## [Records shown]
********

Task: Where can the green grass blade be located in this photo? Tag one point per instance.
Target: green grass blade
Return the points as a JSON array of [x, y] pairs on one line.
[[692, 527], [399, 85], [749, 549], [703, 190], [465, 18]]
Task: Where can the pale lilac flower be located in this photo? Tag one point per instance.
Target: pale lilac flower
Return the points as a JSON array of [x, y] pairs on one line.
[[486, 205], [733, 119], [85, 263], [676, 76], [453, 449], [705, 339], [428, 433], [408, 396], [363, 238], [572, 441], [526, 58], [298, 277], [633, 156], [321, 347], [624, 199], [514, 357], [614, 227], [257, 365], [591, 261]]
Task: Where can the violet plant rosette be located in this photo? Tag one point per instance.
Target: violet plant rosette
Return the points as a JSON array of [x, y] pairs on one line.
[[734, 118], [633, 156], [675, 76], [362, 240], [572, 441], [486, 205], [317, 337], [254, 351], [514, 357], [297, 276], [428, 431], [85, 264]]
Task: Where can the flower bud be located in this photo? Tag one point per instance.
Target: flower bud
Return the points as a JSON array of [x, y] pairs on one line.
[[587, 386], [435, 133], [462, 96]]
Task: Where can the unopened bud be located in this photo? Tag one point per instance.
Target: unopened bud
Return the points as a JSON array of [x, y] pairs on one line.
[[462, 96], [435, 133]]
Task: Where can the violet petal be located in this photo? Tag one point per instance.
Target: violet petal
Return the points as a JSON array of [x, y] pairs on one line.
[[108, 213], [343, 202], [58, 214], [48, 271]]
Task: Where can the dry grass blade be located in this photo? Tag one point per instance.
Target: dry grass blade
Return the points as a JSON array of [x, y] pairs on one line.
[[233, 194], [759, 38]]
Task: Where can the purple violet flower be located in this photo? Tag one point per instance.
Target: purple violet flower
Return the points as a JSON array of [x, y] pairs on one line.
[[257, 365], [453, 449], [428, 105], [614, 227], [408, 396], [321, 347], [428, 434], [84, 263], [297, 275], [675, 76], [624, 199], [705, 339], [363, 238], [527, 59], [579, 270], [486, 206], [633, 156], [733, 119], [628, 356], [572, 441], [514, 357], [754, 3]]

********

## [Task directions]
Make an exact copy of every record listed above.

## [Result for this exercise]
Task: Where can the green grass blade be located in this photo? Tag one point per instance.
Target: green grass blade
Return the points as a JSON array of [x, y] pairs on one line.
[[692, 527], [399, 85], [749, 549], [703, 190], [465, 18]]
Task: Where can the pale lilac flower be located in this photo? Tag one point per instance.
Target: pale lilac flower
Return the points as a JSON array of [x, y] pairs on one line.
[[486, 205], [733, 119], [85, 263], [676, 76], [453, 449], [705, 339], [428, 433], [408, 396], [363, 238], [572, 441], [526, 58], [298, 277], [633, 156], [321, 347], [624, 199], [514, 357], [614, 227], [257, 365], [591, 261]]
Task: Where can the violet plant rosette be located in this photo? Tag one point per instance.
Target: violet plant rosette
Return the points as a JSON array of [x, y] pairs on one line.
[[734, 118], [633, 156], [675, 76], [362, 240], [572, 441], [486, 205], [317, 337], [254, 351], [514, 357], [297, 276], [428, 431], [85, 264]]
Task: Where can the flower bud be located in this photo? Tag one point per instance.
Target: flower bud
Return the points as a JSON array of [x, y] pairs on one line.
[[587, 386], [435, 133], [462, 96]]
Task: Where can the unopened bud be located in this photo? Tag one point per instance.
Target: unopened bud
Return the points as a JSON array of [x, y] pairs on one line.
[[462, 96], [435, 133]]
Task: Where can the violet petal be located in this photo? Tag one point per instance.
Target: violet petal
Return the points as a JSON array of [x, y] pairs on one line.
[[108, 213], [343, 202], [58, 214], [48, 271]]
Task: Where can the dry grass blade be located in this photo? Tag one point per instance.
Target: dry grass blade
Return the points as a JSON array of [x, y] pairs on one line.
[[233, 194], [759, 38]]
Task: Where can the purple violet flower be located in this photo? Tag one point per instance.
Target: purple violet flower
Return the points as a JSON array of [x, y] pairs on one line.
[[257, 365], [453, 449], [428, 105], [614, 227], [408, 396], [321, 347], [428, 434], [84, 263], [297, 275], [675, 76], [624, 199], [705, 339], [363, 238], [527, 59], [579, 270], [486, 206], [633, 156], [733, 119], [628, 356], [572, 441], [514, 357], [754, 3]]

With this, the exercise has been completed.